---- EXTRACT
Unemployed and underprivileged hit hardest by S.Africa’s declining GDP


South Africa’s declining GDP is expected to set back efforts to address unemployment, poverty and inequality according to a new United Nations Development Programme study on the socio-economic impact of COVID-19 in South Africa by at least five years.

The gross domestic product (GDP) of South Africa is expected to  5.1 per cent and 7.9 per cent in 2020 and recover slowly for at least the next four years.

The study was launched by  Dr Nkosazana Dlamini-Zuma South Africa’s Minister of Cooperative Governance and Traditional Affairs.

The study focused on how COVID-19 will drive temporary and long-term changes in poverty levels in the country. According to the study, the number of households below the poverty line will increase as households fall from the lower middle class.

As South Africa’s  6-month stimulus packages come to an end, 54 per cent of households that have been pushed out of the permanent job market into informal or temporary contracts due to the impact of  COVID-19 on businesses, are likely to fall into poverty.

Also due to the impact of the pandemic, 34 per cent of households are likely to exit the middle class into vulnerability.

“While government social protection grants tend to target the poorest, this study posits that care and support need to be provided to those at the borderline of the poverty line, such as the vulnerable middle class, to reduce their likelihood of slipping into poverty,” said Nardos Bekele-Tomas, the UN resident coordinator.
--------
ACTIVITIES:
1 > According to the article, why does the study argue that care and support should reach households near the poverty line, such as the vulnerable middle class? Answer in one to three sentences.
2 > Reproduce the part of the article from "The gross domestic" up to and including "and Traditional Affairs.", replacing "launched" with "presented".
---- STORED DATA
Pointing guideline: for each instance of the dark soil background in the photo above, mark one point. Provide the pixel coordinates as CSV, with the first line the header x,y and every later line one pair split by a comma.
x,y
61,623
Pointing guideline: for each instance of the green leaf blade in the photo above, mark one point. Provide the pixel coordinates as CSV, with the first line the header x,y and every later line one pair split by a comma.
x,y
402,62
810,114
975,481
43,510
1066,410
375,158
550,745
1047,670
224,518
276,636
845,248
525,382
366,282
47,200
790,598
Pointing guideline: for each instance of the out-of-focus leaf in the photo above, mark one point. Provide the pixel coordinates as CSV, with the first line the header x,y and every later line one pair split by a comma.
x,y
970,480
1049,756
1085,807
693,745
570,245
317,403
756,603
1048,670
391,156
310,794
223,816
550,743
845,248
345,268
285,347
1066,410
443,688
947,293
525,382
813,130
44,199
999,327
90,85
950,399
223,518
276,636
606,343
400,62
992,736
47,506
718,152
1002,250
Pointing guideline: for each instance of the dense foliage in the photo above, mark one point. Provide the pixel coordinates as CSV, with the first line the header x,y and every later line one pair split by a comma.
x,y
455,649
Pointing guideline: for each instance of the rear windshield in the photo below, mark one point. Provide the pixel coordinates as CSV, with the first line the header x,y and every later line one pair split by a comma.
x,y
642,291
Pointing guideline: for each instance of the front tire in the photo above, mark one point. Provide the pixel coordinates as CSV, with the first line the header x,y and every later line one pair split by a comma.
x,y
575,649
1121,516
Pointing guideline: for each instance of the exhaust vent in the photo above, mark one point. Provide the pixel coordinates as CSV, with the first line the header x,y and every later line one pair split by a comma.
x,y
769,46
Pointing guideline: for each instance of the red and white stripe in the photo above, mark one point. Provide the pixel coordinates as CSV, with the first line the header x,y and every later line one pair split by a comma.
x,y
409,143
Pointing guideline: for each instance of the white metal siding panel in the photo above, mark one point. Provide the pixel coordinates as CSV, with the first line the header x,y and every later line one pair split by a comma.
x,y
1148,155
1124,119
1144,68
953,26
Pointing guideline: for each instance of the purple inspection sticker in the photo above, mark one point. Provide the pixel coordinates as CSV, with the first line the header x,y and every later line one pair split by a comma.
--------
RESPONSES TO THE TASKS:
1 > The study argues that support for those at the borderline of the poverty line would reduce their likelihood of slipping into poverty. Government social protection grants tend to target the poorest, so these borderline households are not the main focus of that support.

2 >
The gross domestic product (GDP) of South Africa is expected to  5.1 per cent and 7.9 per cent in 2020 and recover slowly for at least the next four years.

The study was presented by  Dr Nkosazana Dlamini-Zuma South Africa’s Minister of Cooperative Governance and Traditional Affairs.